▶ _Text passage_:
%%
The circularity is expressed as a value from 0 to 1, where a perfect circle has a value of 1, and as a particle has an irregular shape, it has a value lower than 1. The sphericity value in the present application has been measured as an average value of circularity measured with Marvern's particle shape analysis equipment (FPIA-3000).

As the thermally conductive filler, one or two or more suitably selected may be used as needed. In addition, even if the same type of thermally conductive filler is used, those having different shapes may be mixed and used, and those having different average particle diameters may be mixed and used. For example, aluminum hydroxide, aluminum and alumina may be mixed and used as the thermally conductive filler, and their shapes and average particle diameters may be different from each other.

In addition, it is advantageous to use a spherical thermally conductive filler in consideration of the amount to be filled, but a thermally conductive filler of a form such as a needle shape or a plate shape may also be used in consideration of network formation or conductivity, and the like.

In one example, the curable composition may comprise a thermally conductive filler having an average particle diameter in a range of 0.001 μm to 100 μm. In another example, the average particle diameter of the thermally conductive filler may be 0.01 μm or more, 0.1 μm or more, 0.5 μm or more, 1 μm or more, 2 μm or more, 3 μm or more, 4 μm or more, 5 μm or more, or about 6 μm or more. In another example, the average particle diameter of the thermally conductive filler may be about 95 μm or less, about 90 μm or less, about 85 μm or less, about 80 μm or less, about 75 μm or less, about 70 μm or less, about 65 μm or less, about 60 μm or less, about 55 μm or less, about 50 μm or less, about 45 μm or less, about 40 μm or less, about 35 μm or less, about 30 μm or less, about 25 μm or less, about 20 μm or less, about 15 μm or less, about 10 μm or less, or about 5 μm or less.
%%
(Entries taken from a collection)
%%
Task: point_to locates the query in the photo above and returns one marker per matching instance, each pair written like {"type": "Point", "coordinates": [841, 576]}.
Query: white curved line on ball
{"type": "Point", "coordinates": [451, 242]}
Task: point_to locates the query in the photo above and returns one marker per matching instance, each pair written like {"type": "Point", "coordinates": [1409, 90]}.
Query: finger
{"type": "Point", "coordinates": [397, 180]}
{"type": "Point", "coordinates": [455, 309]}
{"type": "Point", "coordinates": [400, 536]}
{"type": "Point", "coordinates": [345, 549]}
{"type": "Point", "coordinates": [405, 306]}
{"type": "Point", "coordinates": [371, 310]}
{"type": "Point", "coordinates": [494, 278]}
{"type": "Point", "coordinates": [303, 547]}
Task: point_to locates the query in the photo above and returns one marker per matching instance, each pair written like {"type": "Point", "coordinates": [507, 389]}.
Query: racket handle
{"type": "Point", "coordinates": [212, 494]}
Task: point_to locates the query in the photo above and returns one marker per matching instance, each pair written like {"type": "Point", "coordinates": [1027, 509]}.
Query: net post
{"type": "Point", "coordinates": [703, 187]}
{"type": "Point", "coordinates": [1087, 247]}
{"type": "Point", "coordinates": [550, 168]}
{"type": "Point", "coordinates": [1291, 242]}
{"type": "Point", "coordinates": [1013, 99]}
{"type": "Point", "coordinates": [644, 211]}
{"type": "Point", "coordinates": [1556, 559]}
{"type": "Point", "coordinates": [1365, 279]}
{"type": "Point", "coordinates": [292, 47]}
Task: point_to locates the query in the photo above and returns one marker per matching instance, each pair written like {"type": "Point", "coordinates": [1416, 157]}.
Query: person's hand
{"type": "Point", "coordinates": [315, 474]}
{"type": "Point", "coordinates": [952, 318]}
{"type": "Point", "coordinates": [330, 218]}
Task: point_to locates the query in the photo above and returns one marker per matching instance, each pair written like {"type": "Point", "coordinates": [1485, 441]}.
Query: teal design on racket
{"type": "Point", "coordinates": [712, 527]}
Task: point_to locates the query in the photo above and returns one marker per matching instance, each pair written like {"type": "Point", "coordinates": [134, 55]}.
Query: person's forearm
%%
▶ _Problems_:
**A)** Answer these questions using the passage on thermally conductive fillers, giving each answer on its own line with the matching mark.
(i) What circularity value does a perfect circle have?
(ii) According to the passage, which three materials may be mixed and used as the thermally conductive filler?
(iii) In the first example given, what range of average particle diameter may the filler in the curable composition have?
**B)** Extend the passage on thermally conductive fillers, starting after its final sentence.

▶ _The answers_:
**A)**
(i) A value of 1.
(ii) Aluminum hydroxide, aluminum and alumina.
(iii) From 0.001 μm to 100 μm.

**B)**
At this time, the average particle diameter of the thermally conductive filler is a so-called D50 particle diameter (median particle diameter), which may mean a particle diameter accumulated at 50% on the basis of a volume of a particle size distribution. That is, a particle diameter at a point where the particle size distribution is obtained on the basis of the volume and the accumulated value becomes 50% in the cumulative curve with 100% of the total volume can be regarded as the average particle diameter. Such a D50 particle diameter may be measured by a laser diffraction method.

In order to obtain excellent heat dissipation performance, it may be considered that a high content of filler is used in the curable composition of the present application. In addition, in consideration of ensuring processability as well as securing excellent heat dissipation performance as described above, the content of the filler in the curable composition of the present application may be 80 wt % or more, 82.5 wt % or more, 85 wt % or more, or 87.5 wt % or more relative to the total weight of the curable composition, and in another example, the content of the filler may be 95 wt % or less, 92.5 wt % or less, or 90 wt % or less relative to the total weight of the curable composition. Here, the content of the filler may be within a range formed by appropriately selecting the upper and lower limits as listed above.

The curable composition according to the present application may further comprise the following additives.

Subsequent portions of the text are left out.